**Apply what you read**
(a) Reproduce the passage of the nitazoxanide article between "A pilot study" and "Week 2008 (DDW).", inclusive.
(b) According to the nitazoxanide article, why has the search for another therapy besides vancomycin continued? Answer in one to three sentences.
(c) Continue the article on nitazoxanide for Clostridium difficile, starting after its last sentence.

Nitazoxanide Appears Effective Against Clostridium Difficile Disease: Presented at DDW

By: Ed Susman

A pilot study shows that nitazoxanide might work to treat Clostridium difficile, which means that it could become an alternative to vancomycin -- the only drug that has US Food and Drug Administration labelling for treatment of the stubborn illness.

The research was presented in a poster presentation on May 21 here at the Digestive Disease Week 2008 (DDW).

"Clostridium difficile disease has emerged as a major nosocomial infection in the developed world, with well-documented increases in incidence and severity," said investigator Daniel M. Musher, MD, Professor of Medicine - Infectious Diseases, Baylor College of Medicine, Houston, Texas.

"We and others have shown a substantial rate of failure of treatment with metronidazole," Dr. Musher noted. "Nearly 25% of hospitalised patients fail to respond and another 25% have recurrence of infection after an initial response."

"Documentation of failures with metronidazole has increased reliance on vancomycin," he added. "However, cost considerations and concern that increased vancomycin usage will facilitate emergence of vancomycin-resistant organisms in the hospital environment have motivated an ongoing search for alternative therapy."

Dr. Musher and colleagues at 10 centres in the United States treated 27 patients with vancomycin 125 mg 4 times daily and 22 patients with nitazoxanide (1 patient was excluded due to comorbidities) 500 mg twice daily.

The aim of the study was to evaluate the drugs' efficacy in eliminating all symptoms of disease within 12 to 14 days. Two-thirds of the patients were male, and 42 of the 49 were hospitalised. More of the patients in the nitazoxanide group were African Americans, but the difference was not statistically significant (P = .06).

**Dataset extract**
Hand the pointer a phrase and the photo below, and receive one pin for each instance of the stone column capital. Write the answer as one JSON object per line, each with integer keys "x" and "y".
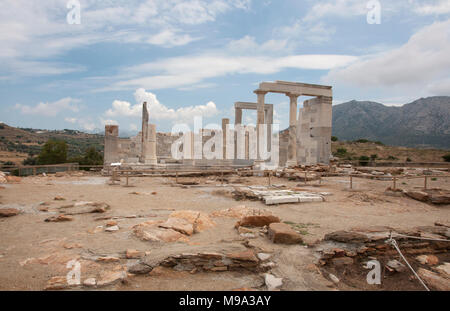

**Answers to the exercise**
(a)
A pilot study shows that nitazoxanide might work to treat Clostridium difficile, which means that it could become an alternative to vancomycin -- the only drug that has US Food and Drug Administration labelling for treatment of the stubborn illness.

The research was presented in a poster presentation on May 21 here at the Digestive Disease Week 2008 (DDW).

(b) The search has continued because of the cost of vancomycin. It has also continued because of concern that more vancomycin use will help vancomycin-resistant organisms emerge in hospitals.

(c)
The nitazoxanide patients had a mean age of 59.6 years compared with 65.7 years for the vancomycin patients, a nonsignificant difference (P = .11).

Dr. Musher reported that 66.7% of vancomycin patients achieved sustained response compared with 72.7% of nitazoxanide patients, a nonsignificant difference. The time to complete resolution of symptoms also failed to achieve statistical significance (P = .56).

Relapses occurred in 2 vancomycin patients and 1 nitazoxanide patient within 31 days of treatment.

Although the study was not designed to determine whether nitazoxanide is noninferior to vancomycin, Dr. Musher said, "Nevertheless, this is the first recent randomised, controlled trial comparing any antimicrobial agent other than metronidazole with vancomycin."

Previous studies of metronidazole showed this agent to be inferior to vancomycin.

"Results suggest that nitazoxanide may be as effective as vancomycin in treating C. difficile," Dr. Musher concluded.